[Page extract]:
++++++++++

Monday, May 16, 2011

Debt Ceiling: False Comparisons to 1995 / 1996

by Bill McBride on 5/16/2011 01:47:00 PM

In discussions of the debt ceiling, I keep seeing comparisons to the 1995/1996 government shutdown (here is an example from the WSJ)

In fiscal 1995, the economy was in the middle of a strong expansion with the unemployment rate around 5.6%. There was no cyclical deficit (from a recession), just a left over structural deficit that was steadily being reduced. The deficit in fiscal 1995 was 2.2% of GDP (about 10.8% of outlays).

This year, the economy is fragile, the unemployment rate is at 9.0%, and the deficit is a combination of both a structural deficit and a cyclical deficit (from the great recession). The total deficit is now close to 9% of GDP and about 37% of outlays.

In fiscal 1995, the government could do the same "extraordinary measures" as today to delay the day of reckoning, and then eventually cut off all non-essential discretionary outlays (the "government shutdown"). That was enough to buy more time, and the government didn't have to default on the debt, or cut Social Security or Medicare payments.

Now there is a cyclical deficit on top of an even larger structural deficit. It is impossible to just shutdown non-essential discretionary outlays - the cuts will have to go deeper. So the comparison isn't valid.

From the numbers, here is the CBO analysis and historical data.

Clearly Stanley Druckenmiller (quoted in the WSJ article) is wrong in assessing the impact by comparing to 1995. Interesting that Mr. Druckenmiller was apparently warning about the long term deficit in the mid-'90s, so I find it strange that there is no mention of his stance on the "surpluses forever" position of Greenspan and the Bush administration in 2001 - since that was a key turning point and led to the large structural deficits. (note: if someone has Druckenmiller's 2001 comments on the deficit, please send them to me).

The good news is the cyclical deficit will decline over the next few years, and (hopefully) be gone by 2015 or so. That will still leave us with the structural deficit - and we will need to address the long term costs of health care - but I think those issues are solvable.

++++++++++

[Entries supplied]:
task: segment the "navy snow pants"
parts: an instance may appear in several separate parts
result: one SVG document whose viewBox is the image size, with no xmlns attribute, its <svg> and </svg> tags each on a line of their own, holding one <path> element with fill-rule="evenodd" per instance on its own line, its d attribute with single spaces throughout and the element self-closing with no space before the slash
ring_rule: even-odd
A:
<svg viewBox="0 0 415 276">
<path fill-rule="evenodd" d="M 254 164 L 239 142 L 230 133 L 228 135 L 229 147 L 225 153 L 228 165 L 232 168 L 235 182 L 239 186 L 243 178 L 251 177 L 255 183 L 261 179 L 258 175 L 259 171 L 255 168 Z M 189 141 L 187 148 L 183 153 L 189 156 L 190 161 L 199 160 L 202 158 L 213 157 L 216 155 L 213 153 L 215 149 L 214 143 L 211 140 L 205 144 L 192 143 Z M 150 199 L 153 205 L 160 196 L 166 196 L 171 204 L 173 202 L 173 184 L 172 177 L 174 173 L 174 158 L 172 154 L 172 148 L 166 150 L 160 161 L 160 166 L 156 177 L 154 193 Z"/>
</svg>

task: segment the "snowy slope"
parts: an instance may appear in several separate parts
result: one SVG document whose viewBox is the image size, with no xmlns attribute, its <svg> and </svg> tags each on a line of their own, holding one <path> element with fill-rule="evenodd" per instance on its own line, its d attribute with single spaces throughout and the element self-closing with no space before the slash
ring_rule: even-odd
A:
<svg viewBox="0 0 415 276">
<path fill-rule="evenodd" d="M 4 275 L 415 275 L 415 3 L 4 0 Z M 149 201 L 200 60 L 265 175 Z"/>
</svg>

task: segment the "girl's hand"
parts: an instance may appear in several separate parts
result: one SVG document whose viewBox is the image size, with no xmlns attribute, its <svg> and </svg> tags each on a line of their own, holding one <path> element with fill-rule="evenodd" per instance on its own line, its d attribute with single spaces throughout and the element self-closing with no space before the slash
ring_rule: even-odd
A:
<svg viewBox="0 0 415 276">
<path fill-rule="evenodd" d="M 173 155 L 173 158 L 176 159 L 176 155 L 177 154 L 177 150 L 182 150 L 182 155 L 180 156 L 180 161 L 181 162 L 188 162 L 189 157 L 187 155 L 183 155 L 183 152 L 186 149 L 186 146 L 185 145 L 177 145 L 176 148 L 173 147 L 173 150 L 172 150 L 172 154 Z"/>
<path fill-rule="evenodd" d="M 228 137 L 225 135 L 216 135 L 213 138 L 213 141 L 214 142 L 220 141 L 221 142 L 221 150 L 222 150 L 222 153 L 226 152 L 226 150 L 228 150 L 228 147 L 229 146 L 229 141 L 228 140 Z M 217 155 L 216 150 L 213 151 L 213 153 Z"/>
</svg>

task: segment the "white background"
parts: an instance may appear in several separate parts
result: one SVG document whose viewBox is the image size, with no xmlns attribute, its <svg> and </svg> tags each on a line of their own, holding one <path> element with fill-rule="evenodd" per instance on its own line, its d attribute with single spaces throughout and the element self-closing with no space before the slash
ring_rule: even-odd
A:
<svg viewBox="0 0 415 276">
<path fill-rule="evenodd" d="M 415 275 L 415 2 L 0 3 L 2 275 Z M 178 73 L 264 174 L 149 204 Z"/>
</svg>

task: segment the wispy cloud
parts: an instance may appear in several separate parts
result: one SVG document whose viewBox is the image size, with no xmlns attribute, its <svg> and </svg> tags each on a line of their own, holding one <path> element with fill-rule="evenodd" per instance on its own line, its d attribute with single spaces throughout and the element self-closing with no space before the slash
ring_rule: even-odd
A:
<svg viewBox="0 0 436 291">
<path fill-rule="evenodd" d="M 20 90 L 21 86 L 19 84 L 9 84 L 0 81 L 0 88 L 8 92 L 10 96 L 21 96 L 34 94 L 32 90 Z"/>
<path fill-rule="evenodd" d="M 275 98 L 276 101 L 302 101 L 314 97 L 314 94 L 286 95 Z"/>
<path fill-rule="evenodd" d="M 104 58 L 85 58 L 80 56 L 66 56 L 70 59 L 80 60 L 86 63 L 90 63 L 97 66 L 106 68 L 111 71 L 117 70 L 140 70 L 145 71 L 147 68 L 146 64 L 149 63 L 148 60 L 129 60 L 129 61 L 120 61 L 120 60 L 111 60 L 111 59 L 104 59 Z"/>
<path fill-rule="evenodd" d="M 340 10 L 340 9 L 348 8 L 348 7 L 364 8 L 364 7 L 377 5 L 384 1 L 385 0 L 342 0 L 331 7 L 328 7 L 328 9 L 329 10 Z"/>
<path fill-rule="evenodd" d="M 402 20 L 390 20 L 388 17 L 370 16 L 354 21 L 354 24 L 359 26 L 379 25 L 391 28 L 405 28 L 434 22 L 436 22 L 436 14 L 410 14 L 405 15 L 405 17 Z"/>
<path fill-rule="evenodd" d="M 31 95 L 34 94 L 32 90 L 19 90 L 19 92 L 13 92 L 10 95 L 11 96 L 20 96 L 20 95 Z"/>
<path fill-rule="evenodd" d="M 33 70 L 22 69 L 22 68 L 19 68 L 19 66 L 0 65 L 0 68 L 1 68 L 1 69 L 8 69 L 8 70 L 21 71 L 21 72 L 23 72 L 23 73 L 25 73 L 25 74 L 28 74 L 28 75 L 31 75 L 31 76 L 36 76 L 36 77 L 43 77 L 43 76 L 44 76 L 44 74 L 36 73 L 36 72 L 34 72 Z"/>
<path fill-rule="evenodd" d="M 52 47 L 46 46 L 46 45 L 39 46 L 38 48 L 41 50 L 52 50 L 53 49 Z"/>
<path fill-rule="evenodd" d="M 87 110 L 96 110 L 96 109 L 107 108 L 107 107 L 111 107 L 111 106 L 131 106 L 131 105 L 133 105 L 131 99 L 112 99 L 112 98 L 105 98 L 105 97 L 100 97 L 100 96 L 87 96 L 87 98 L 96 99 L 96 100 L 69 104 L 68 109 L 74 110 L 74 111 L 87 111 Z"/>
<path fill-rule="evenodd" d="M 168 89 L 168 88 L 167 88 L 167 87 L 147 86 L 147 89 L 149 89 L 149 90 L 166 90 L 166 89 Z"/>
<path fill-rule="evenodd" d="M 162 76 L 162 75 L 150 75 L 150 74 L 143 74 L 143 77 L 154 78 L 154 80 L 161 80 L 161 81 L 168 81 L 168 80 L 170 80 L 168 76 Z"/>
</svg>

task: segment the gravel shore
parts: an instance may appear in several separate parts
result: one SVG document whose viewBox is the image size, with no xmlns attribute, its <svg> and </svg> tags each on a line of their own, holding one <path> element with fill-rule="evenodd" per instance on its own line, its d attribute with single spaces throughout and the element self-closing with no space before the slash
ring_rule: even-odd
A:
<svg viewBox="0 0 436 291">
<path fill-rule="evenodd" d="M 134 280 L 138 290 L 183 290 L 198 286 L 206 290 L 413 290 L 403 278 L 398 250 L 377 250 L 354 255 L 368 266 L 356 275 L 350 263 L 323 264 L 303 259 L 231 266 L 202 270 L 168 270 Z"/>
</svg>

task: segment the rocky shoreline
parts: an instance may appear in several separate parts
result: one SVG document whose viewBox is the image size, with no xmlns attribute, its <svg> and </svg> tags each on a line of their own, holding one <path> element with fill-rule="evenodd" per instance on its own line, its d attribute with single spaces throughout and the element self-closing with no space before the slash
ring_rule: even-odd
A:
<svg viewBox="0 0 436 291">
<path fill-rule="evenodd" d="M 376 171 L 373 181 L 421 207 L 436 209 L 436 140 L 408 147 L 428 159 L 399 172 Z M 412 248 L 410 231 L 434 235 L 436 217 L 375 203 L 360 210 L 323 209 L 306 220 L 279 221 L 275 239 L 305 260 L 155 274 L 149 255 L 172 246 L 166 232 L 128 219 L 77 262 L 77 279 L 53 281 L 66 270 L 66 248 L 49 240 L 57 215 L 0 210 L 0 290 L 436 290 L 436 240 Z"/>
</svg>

++++++++++

[Tasks]:
(a) In the debt ceiling post, what was the unemployment rate in fiscal 1995?
(b) Which percentage figures does the debt ceiling post give? List every one.
(c) Translate this sentence from the debt ceiling post into Spanish: "Now there is a cyclical deficit on top of an even larger structural deficit."

[Task-by-task results]:
(a) Around 5.6%.

(b) 5.6%, 2.2%, 10.8%, 9.0%, 9%, 37%

(c) Ahora hay un déficit cíclico además de un déficit estructural aún mayor.